> _Requirement_
Transcribe the records below exactly as they appear.

Region pointing data:
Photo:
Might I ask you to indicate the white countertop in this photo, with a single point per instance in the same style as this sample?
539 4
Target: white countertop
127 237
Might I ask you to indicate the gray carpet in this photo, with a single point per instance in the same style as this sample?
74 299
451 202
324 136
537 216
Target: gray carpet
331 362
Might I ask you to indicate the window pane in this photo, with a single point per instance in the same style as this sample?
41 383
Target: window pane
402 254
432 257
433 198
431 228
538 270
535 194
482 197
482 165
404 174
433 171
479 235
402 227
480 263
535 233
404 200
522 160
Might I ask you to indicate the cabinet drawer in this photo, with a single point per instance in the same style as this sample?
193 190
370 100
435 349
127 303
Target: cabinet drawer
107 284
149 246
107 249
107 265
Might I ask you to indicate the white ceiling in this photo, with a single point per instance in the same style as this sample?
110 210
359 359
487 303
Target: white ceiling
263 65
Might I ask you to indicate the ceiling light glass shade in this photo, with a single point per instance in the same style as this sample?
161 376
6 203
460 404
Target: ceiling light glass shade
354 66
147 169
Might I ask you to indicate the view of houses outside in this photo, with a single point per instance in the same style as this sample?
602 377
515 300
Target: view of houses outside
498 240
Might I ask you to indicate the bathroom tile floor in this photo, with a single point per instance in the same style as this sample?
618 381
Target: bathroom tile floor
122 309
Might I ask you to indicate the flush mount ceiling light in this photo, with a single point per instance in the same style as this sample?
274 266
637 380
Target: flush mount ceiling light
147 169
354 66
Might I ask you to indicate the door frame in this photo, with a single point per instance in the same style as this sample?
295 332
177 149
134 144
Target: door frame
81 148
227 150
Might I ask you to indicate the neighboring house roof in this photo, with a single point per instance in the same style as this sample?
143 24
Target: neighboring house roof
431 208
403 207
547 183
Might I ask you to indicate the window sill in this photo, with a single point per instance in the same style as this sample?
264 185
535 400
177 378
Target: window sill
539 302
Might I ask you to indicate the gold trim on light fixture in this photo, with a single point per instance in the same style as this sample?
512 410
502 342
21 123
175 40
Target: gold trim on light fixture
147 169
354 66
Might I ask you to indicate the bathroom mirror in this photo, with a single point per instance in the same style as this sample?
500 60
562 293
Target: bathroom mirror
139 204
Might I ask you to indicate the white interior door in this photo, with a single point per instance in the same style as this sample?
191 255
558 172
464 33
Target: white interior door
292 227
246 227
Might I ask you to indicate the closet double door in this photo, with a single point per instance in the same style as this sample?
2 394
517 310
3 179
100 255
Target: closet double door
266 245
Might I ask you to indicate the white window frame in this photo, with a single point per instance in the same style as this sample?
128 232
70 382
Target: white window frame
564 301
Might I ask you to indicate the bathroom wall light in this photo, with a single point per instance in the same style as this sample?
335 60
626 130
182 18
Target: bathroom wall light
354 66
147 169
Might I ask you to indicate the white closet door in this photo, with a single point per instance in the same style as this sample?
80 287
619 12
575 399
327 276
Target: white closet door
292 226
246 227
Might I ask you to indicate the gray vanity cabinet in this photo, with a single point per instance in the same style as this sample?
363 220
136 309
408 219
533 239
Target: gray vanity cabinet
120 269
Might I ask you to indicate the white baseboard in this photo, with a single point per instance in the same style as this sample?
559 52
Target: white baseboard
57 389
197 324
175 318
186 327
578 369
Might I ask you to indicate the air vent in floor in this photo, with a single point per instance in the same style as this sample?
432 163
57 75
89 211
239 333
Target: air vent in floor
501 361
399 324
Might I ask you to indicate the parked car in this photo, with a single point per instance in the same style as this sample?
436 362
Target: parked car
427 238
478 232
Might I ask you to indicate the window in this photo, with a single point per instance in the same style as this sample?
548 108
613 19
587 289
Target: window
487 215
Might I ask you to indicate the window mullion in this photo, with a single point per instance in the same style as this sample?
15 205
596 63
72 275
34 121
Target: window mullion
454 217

> _Output for this task_
Photo:
Might I ask you to indicate the white countertop in this photo, with a single point per instance in the same style as this sample?
539 4
Target: white countertop
127 237
Might I ask you to indicate the gray carpet in this photo, with a single point per instance in the same style as this sample?
74 299
451 202
324 136
537 216
Target: gray carpet
331 362
Might I ask you to indicate the window pane in this photo, with a single point per instance in the same style as this sample?
41 383
Target: window pane
402 254
432 257
433 198
431 228
538 270
535 194
482 197
482 165
404 174
433 171
479 235
402 227
480 263
535 233
404 200
522 160
Might I ask you to indicate the cabinet drawer in this photo, with a single point per instance in the same style as this sample?
193 190
370 100
435 349
127 303
Target: cabinet drawer
107 284
149 246
107 249
107 265
Might I ask you to indicate the white ceiling in this photo, with a single point per instance in the same style as this sample?
110 210
359 359
487 303
Target: white ceiling
263 65
Might I ask you to indicate the ceiling light glass shade in this photo, with a single point per instance in the same style as this sample?
161 376
6 203
460 404
Target: ceiling light glass shade
354 66
147 169
Might I ask you to indicate the view of houses outside in this photo, with a single point per instance in the same style as this sample?
602 377
515 300
Target: view of houses outside
498 240
Might I ask you to indicate the bathroom tile floor in this photo, with a single point per instance in the same style as this sample?
618 381
Target: bathroom tile floor
122 309
Might I ask you to indicate the flush mount ceiling light in this photo, with a single point per instance in the same style as this sample?
274 266
637 380
Target: flush mount ceiling light
147 169
354 66
Might I ask you to indicate the door frame in this photo, with a single point per instance in the same style as this sample?
295 332
177 149
134 144
Target: door frame
81 148
227 150
Might I ask you to indicate the neighboring house roof in this photo, with a single point per instance in the same style as this sample?
143 24
Target: neighboring house roof
431 208
403 207
547 183
Might I ask you to indicate the window sill in this photo, with a single point per instance in the same style as this sample?
264 185
535 400
177 378
Target: window sill
539 302
Might I ask you to indicate the gold trim on light fixture in this photo, with a single point per instance in the same style as this sample?
512 410
502 342
21 123
175 40
Target: gold trim on light fixture
147 169
354 66
Might I ask you to indicate the bathroom mirror in this photo, with a single point per instance in the same style as this sample?
500 60
562 293
Target: bathroom mirror
139 204
Might I ask you to indicate the white interior door in this photo, with a single point per instance in the same style as this sample?
191 255
558 172
464 33
Target: white interior door
292 227
246 227
Might I ask you to indicate the closet double door in this photo, with a single point per instance in the same style as this sample?
2 394
517 310
3 179
100 255
Target: closet double door
266 245
Might I ask you to indicate the white window frame in this photo, with a single point per instance in the same style as this sample?
128 232
70 382
Target: white window frame
564 301
Might I ask you to indicate the bathroom wall light in this photo, with a single point per instance in the same style as this sample?
335 60
626 130
182 18
Target: bathroom wall light
354 66
147 169
Might I ask you to indicate the white closet door in this photo, with a single point per instance in the same style as this sample?
80 287
619 12
575 399
327 276
Target: white closet door
292 226
246 227
Might I ask you to indicate the gray vanity cabinet in this photo, with a single point per instance in the same style as this sample?
363 220
136 309
408 219
533 239
Target: gray vanity cabinet
120 269
Might I ask you to indicate the white baseboard in this photo, with a single point per instance in the same style as this sample?
559 52
Target: white baseboard
57 389
197 324
175 318
186 327
578 369
Might I ask you to indicate the air vent in floor in this photo, with a single point per instance in the same style as this sample?
432 163
57 75
89 211
239 333
Target: air vent in floor
501 361
399 324
Might I ask you to indicate the parked car in this photo, with a single point per instance in the same style as this sample?
436 362
Target: parked car
427 238
478 232
Might I ask you to indicate the window in this photo, with a single point per instance in the same style as this sample?
548 108
613 19
587 289
Target: window
487 215
Might I ask you to indicate the window mullion in this photo, with a single point per instance in the same style as this sample?
15 205
596 63
72 275
34 121
Target: window mullion
454 217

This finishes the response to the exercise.